## TASK SET
a: Copy word for word the portion of the parity theory file that opens with the words containing "using dvd_add_triv_right_iff [of" and closes with "by (simp only:)".
b: In the entries, how many lines contain the string "water"? Reply with the number only.

## EXTRACT
%%
(* Title: HOL/Parity.thy
Author: Jeremy Avigad
Author: Jacques D. Fleuriot
*)
header {* Even and Odd for int and nat *}
theory Parity
imports Main
begin
subsection {* Preliminaries about divisibility on @{typ nat} and @{typ int} *}
lemma two_dvd_Suc_Suc_iff [simp]:
"2 dvd Suc (Suc n) \<longleftrightarrow> 2 dvd n"
using dvd_add_triv_right_iff [of 2 n] by simp
lemma two_dvd_Suc_iff:
"2 dvd Suc n \<longleftrightarrow> \<not> 2 dvd n"
by (induct n) auto
lemma two_dvd_diff_nat_iff:
fixes m n :: nat
shows "2 dvd m - n \<longleftrightarrow> m < n \<or> 2 dvd m + n"
proof (cases "n \<le> m")
case True
then have "m - n + n * 2 = m + n" by simp
moreover have "2 dvd m - n \<longleftrightarrow> 2 dvd m - n + n * 2" by simp
ultimately have "2 dvd m - n \<longleftrightarrow> 2 dvd m + n" by (simp only:)
then show ?thesis by auto
next
case False
then show ?thesis by simp
qed
lemma two_dvd_diff_iff:
fixes k l :: int
shows "2 dvd k - l \<longleftrightarrow> 2 dvd k + l"
using dvd_add_times_triv_right_iff [of 2 "k - l" l] by (simp add: ac_simps)
%%
## DATA SHOWN
%%
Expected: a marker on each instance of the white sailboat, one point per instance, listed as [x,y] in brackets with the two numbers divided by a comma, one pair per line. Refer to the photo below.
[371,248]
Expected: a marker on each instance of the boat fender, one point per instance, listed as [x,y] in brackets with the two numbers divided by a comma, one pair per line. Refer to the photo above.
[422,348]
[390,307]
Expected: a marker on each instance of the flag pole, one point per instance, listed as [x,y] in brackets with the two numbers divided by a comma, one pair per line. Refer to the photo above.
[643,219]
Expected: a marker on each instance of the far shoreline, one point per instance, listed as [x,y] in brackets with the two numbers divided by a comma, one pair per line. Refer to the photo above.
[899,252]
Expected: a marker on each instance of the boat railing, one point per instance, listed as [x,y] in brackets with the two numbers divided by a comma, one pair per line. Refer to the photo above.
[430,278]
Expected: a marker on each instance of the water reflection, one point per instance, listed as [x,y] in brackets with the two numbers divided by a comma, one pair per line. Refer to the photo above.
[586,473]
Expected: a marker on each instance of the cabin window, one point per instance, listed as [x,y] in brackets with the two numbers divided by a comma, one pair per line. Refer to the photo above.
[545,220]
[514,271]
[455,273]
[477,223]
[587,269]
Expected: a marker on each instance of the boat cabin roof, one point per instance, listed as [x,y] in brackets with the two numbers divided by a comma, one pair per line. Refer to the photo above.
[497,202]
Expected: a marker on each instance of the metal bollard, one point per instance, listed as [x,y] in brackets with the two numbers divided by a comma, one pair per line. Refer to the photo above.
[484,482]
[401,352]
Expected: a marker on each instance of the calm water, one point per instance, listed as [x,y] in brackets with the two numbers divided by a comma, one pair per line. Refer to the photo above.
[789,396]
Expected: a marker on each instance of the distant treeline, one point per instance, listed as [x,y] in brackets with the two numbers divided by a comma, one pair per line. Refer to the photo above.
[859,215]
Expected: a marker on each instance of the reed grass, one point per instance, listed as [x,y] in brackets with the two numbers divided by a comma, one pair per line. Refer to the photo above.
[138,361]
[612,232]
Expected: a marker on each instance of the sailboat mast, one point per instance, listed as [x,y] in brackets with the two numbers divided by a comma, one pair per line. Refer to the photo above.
%%
## SOLUTIONS TO THE EXERCISE
a:
using dvd_add_triv_right_iff [of 2 n] by simp
lemma two_dvd_Suc_iff:
"2 dvd Suc n \<longleftrightarrow> \<not> 2 dvd n"
by (induct n) auto
lemma two_dvd_diff_nat_iff:
fixes m n :: nat
shows "2 dvd m - n \<longleftrightarrow> m < n \<or> 2 dvd m + n"
proof (cases "n \<le> m")
case True
then have "m - n + n * 2 = m + n" by simp
moreover have "2 dvd m - n \<longleftrightarrow> 2 dvd m - n + n * 2" by simp
ultimately have "2 dvd m - n \<longleftrightarrow> 2 dvd m + n" by (simp only:)

b: 2